---- INPUT FOR THIS TASK
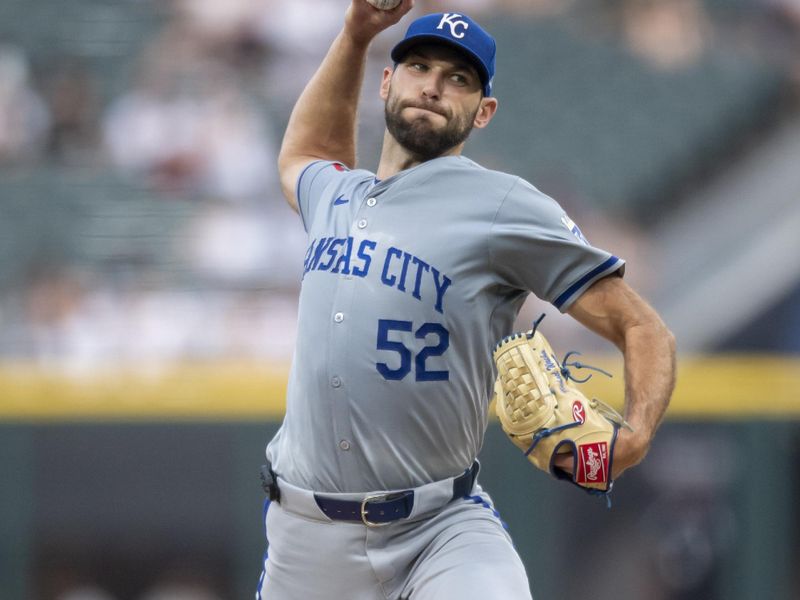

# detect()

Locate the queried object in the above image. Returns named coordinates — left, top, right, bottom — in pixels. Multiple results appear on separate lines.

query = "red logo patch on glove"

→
left=576, top=442, right=609, bottom=484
--------
> WHAT THE EXERCISE ASKS
Skipping the pictures, transcribe each line above exactly as it appears.

> EXERCISE RESPONSE
# detect()

Locate the queried object in the above image. Returns named coordinates — left, top, right, bottom — in pixels. Multiple results appear on separate lines.

query = "red logo patch on glove"

→
left=576, top=442, right=609, bottom=484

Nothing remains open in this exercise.